* **EXERCISE 1**:
Rewrite the records starting at the one containing "spot the blue glass facade" and ending at the last record, swapping "office building" for "commercial building". Leave everything else unchanged.

* **DOCUMENT TEXT**:
Visualizing Calibration

In this problem, we’re going to try to understand how calibration works by visualizing it. This turns out to be pretty straightforward when we’re talking about estimating a frequency after sampling with replacement. That’s because we know exactly what the sampling distribution of the sample frequency looks like except for one thing: we don’t know the population frequency \(\theta\). Here’s what they look like for population frequencies \(\theta\) from 10% to 90% in 10% increments at our sample size of n=100.

It follows that the width we should be using to calibrate our interval estimates—the width of the middle 95% of a distribution like this—is also determined by the population frequency \(\theta\). I’ve drawn it on as a ‘belt’ on the each distribution above. And we already have a function to calculate it: width.binom. And if we want to understand how these widths depend on \(\theta\), we can do the obvious thing: plot the width as a function of \(\theta\).

thetas = seq(0,1,by=.01)
widths.100 = thetas |> map_vec(function(theta) { width.binom(theta, n=n, alpha=.05) })
widths.625 = thetas |> map_vec(function(theta) { width.binom(theta, n=625, alpha=.05) })

ggplot() + 
  geom_line(aes(x=thetas, y=widths.100)) +
  labs(x='theta', y='width')
ggplot() + 
  geom_line(aes(x=thetas, y=widths.625)) +
  labs(x='theta', y='width')

The width of a calibrated 95% confidence interval as a function of the population frequency theta when \(n=100\).

The width of a calibrated 95% confidence interval as a function of the population frequency theta when \(n=625\).
Figure 2

We can even plot the interval itself as a function of \(\theta\). Here’s two slightly different ways of doing it. On the left, we have a visualization that focuses on the interval’s upper and lower bounds as functions of \(\theta\). The blue line shows the upper bound and the red line shows the lower bound. On the right, we have a visualization that focuses on what the intervals themselves look like. We’re plotting the intervals themselves, laid out vertically, as a function of \(\theta\).

These are really just different ways of styling the same plot. On the left, the upper and lower bounds are styled as two lines. On the right, maybe a bit more evocatively, they’re styled as the edges of actual intervals.

Figure 3

Here’s a few quick exercises to solidify your understanding of what these plots are saying.

Exercise 4  

Let’s use the notation \(w(\theta)\) to refer to the function from Figure 2, the width of a calibrated 95% confidence interval when the population frequency is \(\theta\). And let’s call the lower and upper bounds of the corresponding interval, which we see in Figure 3, \(\ell(\theta)\) and \(u(\theta)\) respectively. Write out formulas for \(\ell(\theta)\) and \(u(\theta)\) in terms of \(\theta\) and \(w(\theta)\).

* **GIVEN RECORDS**:
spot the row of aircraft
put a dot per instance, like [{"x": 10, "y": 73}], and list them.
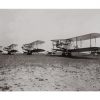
[
  {"x": 29, "y": 48},
  {"x": 65, "y": 46}
]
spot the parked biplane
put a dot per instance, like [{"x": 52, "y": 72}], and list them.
[
  {"x": 70, "y": 45},
  {"x": 11, "y": 49},
  {"x": 33, "y": 47}
]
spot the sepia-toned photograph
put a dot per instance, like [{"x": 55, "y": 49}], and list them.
[{"x": 49, "y": 49}]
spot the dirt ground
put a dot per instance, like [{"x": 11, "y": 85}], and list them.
[{"x": 49, "y": 73}]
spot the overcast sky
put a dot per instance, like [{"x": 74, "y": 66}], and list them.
[{"x": 25, "y": 26}]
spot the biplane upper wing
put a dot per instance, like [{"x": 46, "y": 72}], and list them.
[{"x": 82, "y": 37}]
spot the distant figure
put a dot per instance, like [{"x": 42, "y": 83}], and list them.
[{"x": 33, "y": 47}]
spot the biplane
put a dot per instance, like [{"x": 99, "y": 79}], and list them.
[
  {"x": 33, "y": 47},
  {"x": 71, "y": 45},
  {"x": 11, "y": 49}
]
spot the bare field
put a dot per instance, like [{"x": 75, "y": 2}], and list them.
[{"x": 48, "y": 73}]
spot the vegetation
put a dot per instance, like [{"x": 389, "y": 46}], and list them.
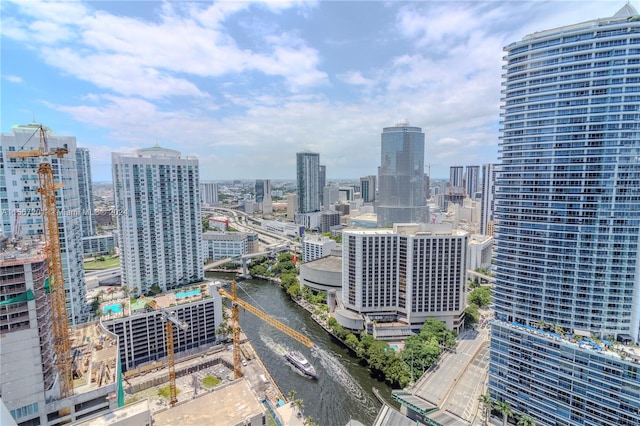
[
  {"x": 481, "y": 297},
  {"x": 102, "y": 262},
  {"x": 210, "y": 381},
  {"x": 504, "y": 408},
  {"x": 486, "y": 401},
  {"x": 399, "y": 369}
]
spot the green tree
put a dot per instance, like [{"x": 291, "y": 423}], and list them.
[
  {"x": 486, "y": 402},
  {"x": 526, "y": 420},
  {"x": 480, "y": 296},
  {"x": 504, "y": 408},
  {"x": 351, "y": 340}
]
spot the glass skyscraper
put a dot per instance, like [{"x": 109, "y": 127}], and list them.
[
  {"x": 567, "y": 214},
  {"x": 308, "y": 181},
  {"x": 402, "y": 194}
]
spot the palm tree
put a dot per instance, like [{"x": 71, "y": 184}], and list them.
[
  {"x": 505, "y": 409},
  {"x": 486, "y": 402},
  {"x": 526, "y": 420}
]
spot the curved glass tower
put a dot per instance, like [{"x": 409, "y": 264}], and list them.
[
  {"x": 568, "y": 224},
  {"x": 402, "y": 196}
]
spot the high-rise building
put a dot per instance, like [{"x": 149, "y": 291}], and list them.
[
  {"x": 157, "y": 195},
  {"x": 456, "y": 177},
  {"x": 488, "y": 198},
  {"x": 26, "y": 352},
  {"x": 263, "y": 195},
  {"x": 21, "y": 214},
  {"x": 85, "y": 191},
  {"x": 29, "y": 382},
  {"x": 368, "y": 188},
  {"x": 308, "y": 181},
  {"x": 567, "y": 290},
  {"x": 471, "y": 181},
  {"x": 407, "y": 274},
  {"x": 322, "y": 177},
  {"x": 209, "y": 193},
  {"x": 401, "y": 182}
]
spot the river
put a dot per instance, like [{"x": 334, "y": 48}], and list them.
[{"x": 343, "y": 391}]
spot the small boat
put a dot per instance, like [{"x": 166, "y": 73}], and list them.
[{"x": 300, "y": 362}]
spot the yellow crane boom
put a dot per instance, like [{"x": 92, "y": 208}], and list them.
[
  {"x": 263, "y": 316},
  {"x": 60, "y": 321}
]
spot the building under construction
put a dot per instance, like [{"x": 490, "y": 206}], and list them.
[{"x": 29, "y": 380}]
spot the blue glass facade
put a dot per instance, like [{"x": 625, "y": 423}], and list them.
[
  {"x": 402, "y": 196},
  {"x": 568, "y": 222}
]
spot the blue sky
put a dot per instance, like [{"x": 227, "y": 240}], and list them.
[{"x": 245, "y": 85}]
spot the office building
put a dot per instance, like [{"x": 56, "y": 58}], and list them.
[
  {"x": 488, "y": 198},
  {"x": 160, "y": 228},
  {"x": 308, "y": 182},
  {"x": 263, "y": 196},
  {"x": 85, "y": 191},
  {"x": 368, "y": 188},
  {"x": 221, "y": 245},
  {"x": 142, "y": 332},
  {"x": 406, "y": 274},
  {"x": 401, "y": 192},
  {"x": 567, "y": 290},
  {"x": 472, "y": 180},
  {"x": 21, "y": 205},
  {"x": 322, "y": 182},
  {"x": 209, "y": 193},
  {"x": 456, "y": 177},
  {"x": 329, "y": 220},
  {"x": 315, "y": 247}
]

* **EXERCISE 2**:
Answer from the text on visualizing calibration:
(a) What sample size is used for the distributions shown for population frequencies from 10% to 90%?
(b) Which existing function calculates the width of the middle 95% of the distribution?
(c) In the left-hand visualization of the interval bounds, what color is the line showing the lower bound?

* **COMPLETE RESPONSE 1**:
spot the blue glass facade
put a dot per instance, like [{"x": 625, "y": 423}], and list them.
[
  {"x": 402, "y": 196},
  {"x": 568, "y": 222}
]
spot the blue sky
put a dot per instance, like [{"x": 227, "y": 240}], and list them.
[{"x": 245, "y": 85}]
spot the commercial building
put a dot per instance, like [{"x": 56, "y": 58}], and list them.
[
  {"x": 488, "y": 198},
  {"x": 160, "y": 228},
  {"x": 308, "y": 182},
  {"x": 263, "y": 196},
  {"x": 85, "y": 191},
  {"x": 368, "y": 188},
  {"x": 221, "y": 245},
  {"x": 142, "y": 332},
  {"x": 406, "y": 274},
  {"x": 401, "y": 192},
  {"x": 567, "y": 290},
  {"x": 472, "y": 180},
  {"x": 21, "y": 205},
  {"x": 322, "y": 182},
  {"x": 209, "y": 193},
  {"x": 456, "y": 177},
  {"x": 329, "y": 220},
  {"x": 315, "y": 247}
]

* **COMPLETE RESPONSE 2**:
(a) n=100
(b) width.binom
(c) Red